### [SUPPLIED PASSAGE]
A 10mm, Two core armoured 70 degree Pvc Insulated cable (copper conductors) is clipped direct to a surface and forms a two wire radial distributor loaded at three points. From the supply end at 230 volts, the first load is 10A and is at a distance of 50m, the second point is 7A and is a further 30m and the third is a 5A and is 40m away from the second load point.

* Find the current in each section
* Calculate the overall voltage drop using IET Wiring regs.

So i have, first section (10A @ 50M)

Current lb= 230/10 = 23A

From the IET Wiring Regs i have found the mV/A/m value of 4.4

calculation of voltage drop = 4.4x23x50/1000 = 5.06 volts.

Please can one of you more experienced electricians see if i'm on the right track? Would really appreciate your help, thanks stuart.
 
Firstly, the current in the 1st section is the sum total of all the loads on the cct.



Draw the circuit with all the information you've been given on it.
It will help you visualise what is going on and where.
 
Last edited by a moderator:
i'm in my first year and i have a bit of math home work, i just need to know that i'm on the right tracks with this equation. Am looking if one of you could please help me in some way?

Here i go:

A 10mm, Two core armoured 70 degree Pvc Insulated cable (copper conductors) is clipped direct to a surface and forms a two wire radial distributor loaded at three points. From the supply end at 230 volts, the first load is 10A and is at a distance of 50m, the second point is 7A and is a further 30m and the third is a 5A and is 40m away from the second load point.

* Find the current in each section
* Calculate the overall voltage drop using IET Wiring regs.

So i have, first section (10A @ 50M)

Current lb= 230/10 = 23A

From the IET Wiring Regs i have found the mV/A/m value of 4.4

calculation of voltage drop = 4.4x23x50/1000 = 5.06 volts.

Please can one of you more experienced electricians see if i'm on the right track? Would really appreciate your help, thanks stuart.

As Archy says, the total load current is the 3 figures highlighted in red.

Secondly, just want to say thankyou for explaining where abouts you are in your training, and giving us your take on what the answer might be. there are quite a few people who just simply ask the question without even attempting to answer it.
 
I might be way off here but I dont think you have typed the question correctly.

* Find the current in each section?? The current at each point is in the question, are you sure it should not have read "find the volt drop at each section?"

### [INFORMATION GIVEN]
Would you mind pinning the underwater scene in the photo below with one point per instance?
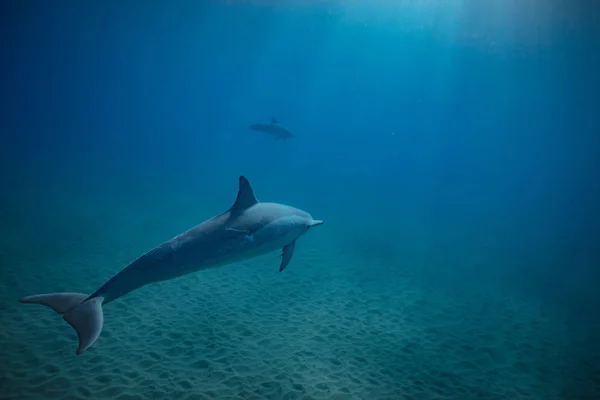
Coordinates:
(342, 199)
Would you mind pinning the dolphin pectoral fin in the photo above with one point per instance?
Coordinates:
(286, 256)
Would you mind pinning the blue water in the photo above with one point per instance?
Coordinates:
(452, 149)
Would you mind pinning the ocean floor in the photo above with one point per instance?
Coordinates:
(339, 323)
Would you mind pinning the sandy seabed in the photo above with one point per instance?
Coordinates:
(333, 325)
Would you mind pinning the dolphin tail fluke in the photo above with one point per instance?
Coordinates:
(84, 314)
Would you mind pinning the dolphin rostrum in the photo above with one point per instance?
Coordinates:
(248, 229)
(273, 128)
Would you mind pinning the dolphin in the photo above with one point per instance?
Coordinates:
(248, 229)
(273, 128)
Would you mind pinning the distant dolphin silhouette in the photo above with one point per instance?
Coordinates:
(248, 229)
(273, 128)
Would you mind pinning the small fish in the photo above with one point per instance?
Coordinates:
(273, 128)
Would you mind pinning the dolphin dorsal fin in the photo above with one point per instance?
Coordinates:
(246, 197)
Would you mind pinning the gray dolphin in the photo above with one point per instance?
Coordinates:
(248, 229)
(273, 128)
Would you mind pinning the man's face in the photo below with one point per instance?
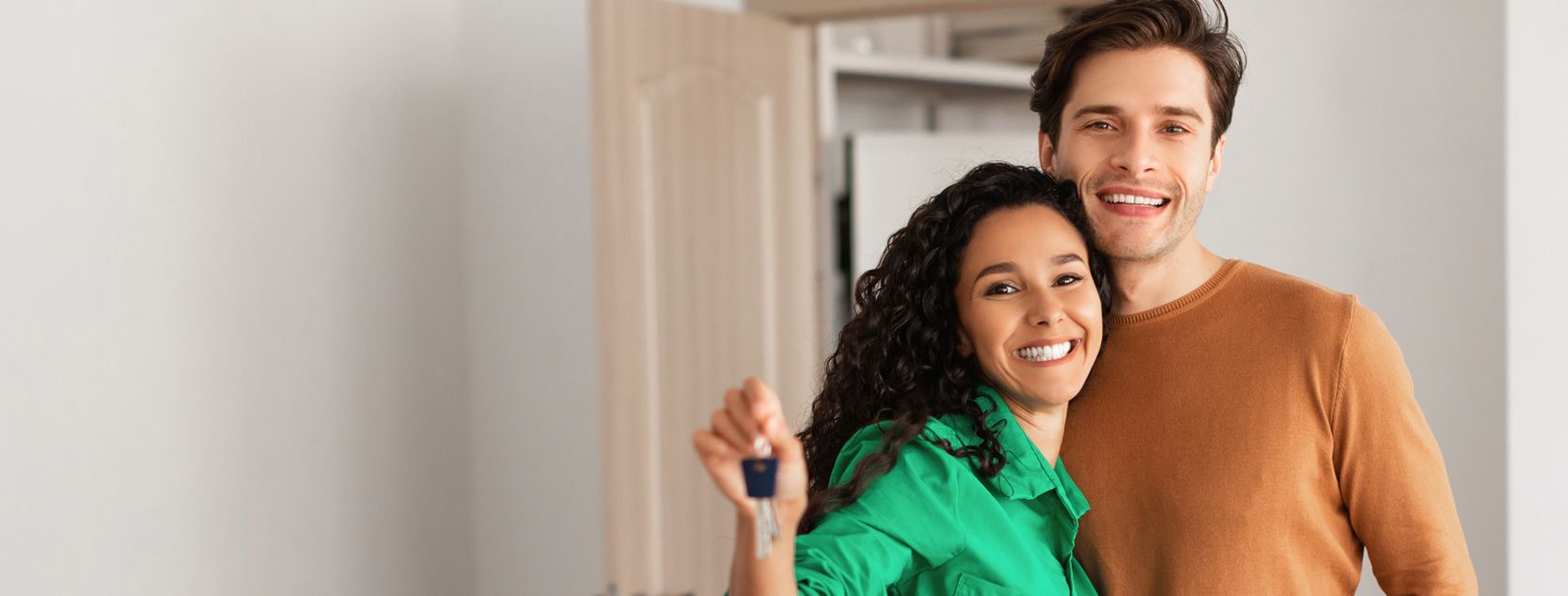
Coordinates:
(1136, 135)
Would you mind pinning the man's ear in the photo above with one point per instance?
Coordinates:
(1048, 154)
(1215, 161)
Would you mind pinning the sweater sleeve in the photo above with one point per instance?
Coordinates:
(901, 525)
(1391, 474)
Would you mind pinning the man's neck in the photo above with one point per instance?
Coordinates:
(1148, 284)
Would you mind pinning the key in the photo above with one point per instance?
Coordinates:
(760, 474)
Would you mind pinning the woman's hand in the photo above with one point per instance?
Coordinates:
(751, 413)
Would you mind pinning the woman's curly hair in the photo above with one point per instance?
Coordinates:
(897, 358)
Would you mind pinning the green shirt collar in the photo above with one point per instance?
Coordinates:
(1026, 476)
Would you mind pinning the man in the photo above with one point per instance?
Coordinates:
(1246, 431)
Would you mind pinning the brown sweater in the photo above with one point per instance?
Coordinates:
(1248, 438)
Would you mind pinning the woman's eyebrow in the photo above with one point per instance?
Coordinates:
(1004, 267)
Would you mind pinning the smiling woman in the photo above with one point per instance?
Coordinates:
(936, 431)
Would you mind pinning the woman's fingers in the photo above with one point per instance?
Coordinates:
(760, 400)
(725, 427)
(784, 444)
(739, 408)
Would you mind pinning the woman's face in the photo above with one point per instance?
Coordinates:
(1029, 311)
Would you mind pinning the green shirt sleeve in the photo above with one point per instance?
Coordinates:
(903, 525)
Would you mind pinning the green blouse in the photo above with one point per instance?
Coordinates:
(933, 525)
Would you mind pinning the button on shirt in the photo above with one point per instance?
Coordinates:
(934, 525)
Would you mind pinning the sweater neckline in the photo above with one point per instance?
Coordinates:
(1200, 293)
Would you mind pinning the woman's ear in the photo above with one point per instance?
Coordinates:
(963, 344)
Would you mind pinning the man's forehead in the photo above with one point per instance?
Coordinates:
(1152, 80)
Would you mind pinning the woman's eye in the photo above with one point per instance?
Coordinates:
(1001, 289)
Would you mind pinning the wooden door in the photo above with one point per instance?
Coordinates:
(704, 189)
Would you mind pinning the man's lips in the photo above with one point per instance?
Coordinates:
(1133, 201)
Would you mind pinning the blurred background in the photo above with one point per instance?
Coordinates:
(425, 297)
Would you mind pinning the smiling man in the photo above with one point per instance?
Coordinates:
(1246, 431)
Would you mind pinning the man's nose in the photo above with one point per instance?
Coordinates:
(1134, 156)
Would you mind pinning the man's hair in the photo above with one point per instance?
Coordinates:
(1137, 25)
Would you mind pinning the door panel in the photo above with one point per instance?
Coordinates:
(706, 264)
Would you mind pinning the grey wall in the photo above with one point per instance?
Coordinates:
(1368, 156)
(1537, 293)
(530, 307)
(229, 319)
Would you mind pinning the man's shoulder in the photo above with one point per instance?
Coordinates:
(1300, 292)
(1291, 306)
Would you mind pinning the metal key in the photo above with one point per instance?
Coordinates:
(760, 474)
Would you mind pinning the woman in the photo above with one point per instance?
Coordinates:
(932, 447)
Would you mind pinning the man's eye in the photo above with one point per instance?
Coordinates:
(1001, 289)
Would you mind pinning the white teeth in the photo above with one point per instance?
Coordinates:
(1044, 353)
(1136, 199)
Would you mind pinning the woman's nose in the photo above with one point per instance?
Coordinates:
(1046, 311)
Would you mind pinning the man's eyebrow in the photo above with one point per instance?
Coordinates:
(1007, 267)
(1176, 110)
(1107, 110)
(1112, 110)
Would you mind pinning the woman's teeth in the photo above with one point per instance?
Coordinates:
(1136, 199)
(1044, 353)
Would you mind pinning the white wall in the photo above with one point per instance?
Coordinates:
(229, 298)
(1537, 292)
(530, 309)
(1366, 154)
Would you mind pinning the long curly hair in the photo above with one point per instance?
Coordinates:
(897, 359)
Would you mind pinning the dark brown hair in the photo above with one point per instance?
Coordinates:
(897, 361)
(1136, 25)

### [PROBLEM SET]
- 1) Answer these from the voltage drop thread:
(a) What mV/A/m value did the original poster find in the IET Wiring Regs?
(b) According to the first reply, what is the current in the first section?
(c) What year of training is the original poster in?
- 2) From the records, give again the lines between the one holding "Would you mind pinning the woman's hand" and the one holding "(1029, 311)", inclusive.

### [ANSWERS TO EACH TASK]
- 1)
(a) 4.4
(b) The sum total of all the loads on the circuit.
(c) First year.

- 2)
Would you mind pinning the woman's hand in the photo above with one point per instance?
Coordinates:
(751, 413)
Would you mind pinning the woman's curly hair in the photo above with one point per instance?
Coordinates:
(897, 358)
Would you mind pinning the green shirt collar in the photo above with one point per instance?
Coordinates:
(1026, 476)
Would you mind pinning the man in the photo above with one point per instance?
Coordinates:
(1246, 431)
Would you mind pinning the brown sweater in the photo above with one point per instance?
Coordinates:
(1248, 438)
Would you mind pinning the woman's eyebrow in the photo above with one point per instance?
Coordinates:
(1004, 267)
Would you mind pinning the smiling woman in the photo above with one point per instance?
Coordinates:
(936, 431)
Would you mind pinning the woman's fingers in the photo above with one point per instance?
Coordinates:
(760, 400)
(725, 427)
(784, 444)
(739, 408)
Would you mind pinning the woman's face in the photo above with one point per instance?
Coordinates:
(1029, 311)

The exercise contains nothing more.